▶ _The problem_: Omit every picture, then give all the entries again exactly.

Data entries
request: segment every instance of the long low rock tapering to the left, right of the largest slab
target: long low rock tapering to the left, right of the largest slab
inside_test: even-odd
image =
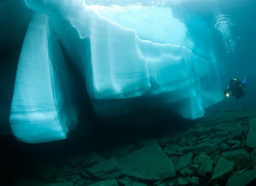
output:
[[[208,155],[218,155],[220,153],[220,149],[218,145],[214,143],[200,143],[199,145],[196,145],[194,147],[186,147],[184,149],[185,152],[189,151],[191,153],[206,153]]]

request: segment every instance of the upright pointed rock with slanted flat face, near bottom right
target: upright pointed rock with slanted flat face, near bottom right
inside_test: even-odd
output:
[[[233,168],[234,162],[228,161],[225,158],[220,157],[218,163],[214,168],[211,180],[216,181],[227,178],[232,174]]]

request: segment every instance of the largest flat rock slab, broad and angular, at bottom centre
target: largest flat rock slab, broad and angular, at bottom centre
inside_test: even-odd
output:
[[[142,147],[118,160],[122,174],[143,180],[162,180],[175,176],[172,161],[158,144]]]

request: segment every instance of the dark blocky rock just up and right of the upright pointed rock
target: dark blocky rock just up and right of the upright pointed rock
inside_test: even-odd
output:
[[[251,164],[250,155],[244,149],[222,153],[221,157],[233,161],[235,163],[234,170],[242,170]]]

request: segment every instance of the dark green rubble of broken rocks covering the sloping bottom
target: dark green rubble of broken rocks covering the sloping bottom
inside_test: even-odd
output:
[[[50,186],[256,185],[255,134],[254,117],[222,112],[174,137],[116,147],[107,158],[74,157],[44,180]]]

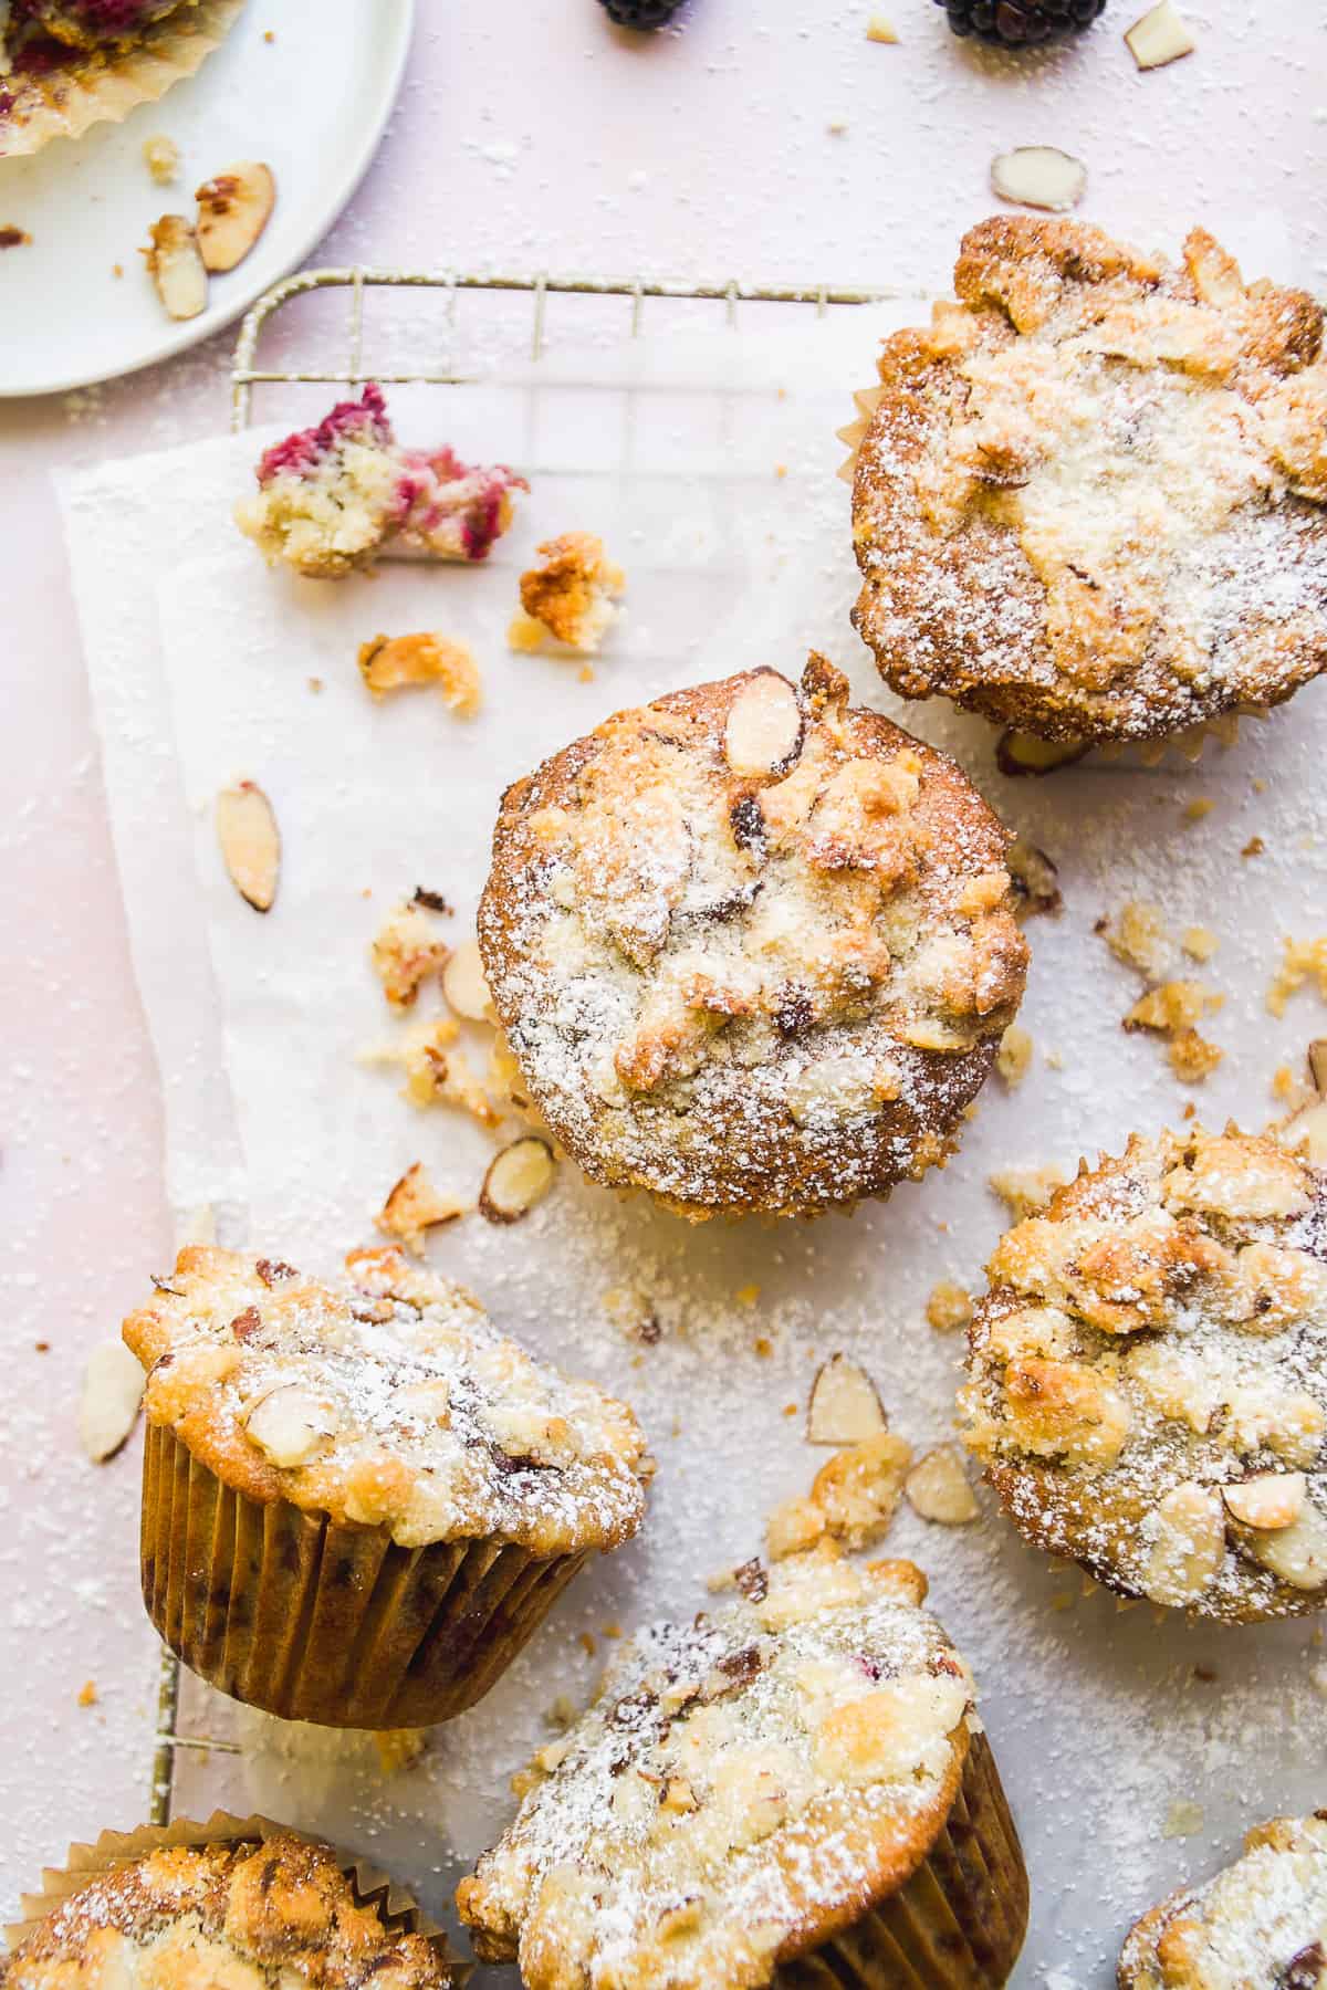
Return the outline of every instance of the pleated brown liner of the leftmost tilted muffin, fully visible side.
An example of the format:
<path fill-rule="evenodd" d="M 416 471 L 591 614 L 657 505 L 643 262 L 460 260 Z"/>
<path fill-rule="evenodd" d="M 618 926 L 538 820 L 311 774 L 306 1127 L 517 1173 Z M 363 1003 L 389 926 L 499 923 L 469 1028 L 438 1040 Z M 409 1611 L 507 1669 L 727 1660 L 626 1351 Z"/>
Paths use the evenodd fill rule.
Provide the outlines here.
<path fill-rule="evenodd" d="M 487 1693 L 585 1554 L 398 1546 L 227 1487 L 173 1431 L 143 1445 L 147 1616 L 209 1686 L 288 1721 L 430 1727 Z"/>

▶ _Answer to the exercise_:
request: segment every instance of the long low rock tapering to the left, right of the largest slab
target: long low rock tapering to the left, right of the largest slab
inside_test: even-odd
image =
output:
[[[208,155],[218,155],[220,153],[220,149],[218,145],[214,143],[200,143],[199,145],[196,145],[194,147],[186,147],[184,149],[185,152],[189,151],[191,153],[206,153]]]

request: segment every instance of the upright pointed rock with slanted flat face, near bottom right
target: upright pointed rock with slanted flat face, near bottom right
inside_test: even-odd
output:
[[[233,168],[234,162],[228,161],[225,158],[220,157],[218,163],[214,168],[211,180],[216,181],[227,178],[232,174]]]

request: segment every instance of the largest flat rock slab, broad and angular, at bottom centre
target: largest flat rock slab, broad and angular, at bottom centre
inside_test: even-odd
output:
[[[142,147],[118,160],[122,174],[143,180],[162,180],[175,176],[172,161],[158,144]]]

request: segment every instance of the dark blocky rock just up and right of the upright pointed rock
target: dark blocky rock just up and right of the upright pointed rock
inside_test: even-odd
output:
[[[251,164],[250,155],[244,149],[222,153],[221,157],[233,161],[235,163],[234,170],[242,170]]]

request: segment every instance of the dark green rubble of broken rocks covering the sloping bottom
target: dark green rubble of broken rocks covering the sloping bottom
inside_test: even-odd
output:
[[[50,186],[256,185],[255,134],[254,117],[222,112],[174,137],[116,147],[107,158],[74,157],[44,180]]]

Return the outline of every instance of the pleated brown liner of the leftmost tilted muffin, fully visible side.
An example of the format:
<path fill-rule="evenodd" d="M 416 471 L 591 614 L 657 505 L 643 262 L 460 260 Z"/>
<path fill-rule="evenodd" d="M 618 926 L 538 820 L 311 774 L 306 1127 L 517 1173 Z M 363 1003 L 389 926 L 499 923 L 469 1028 L 438 1040 Z M 409 1611 L 507 1669 L 727 1660 L 626 1351 Z"/>
Paths use the evenodd fill rule.
Provide the outlines here.
<path fill-rule="evenodd" d="M 487 1693 L 585 1554 L 398 1546 L 227 1487 L 173 1431 L 143 1445 L 147 1616 L 209 1686 L 288 1721 L 430 1727 Z"/>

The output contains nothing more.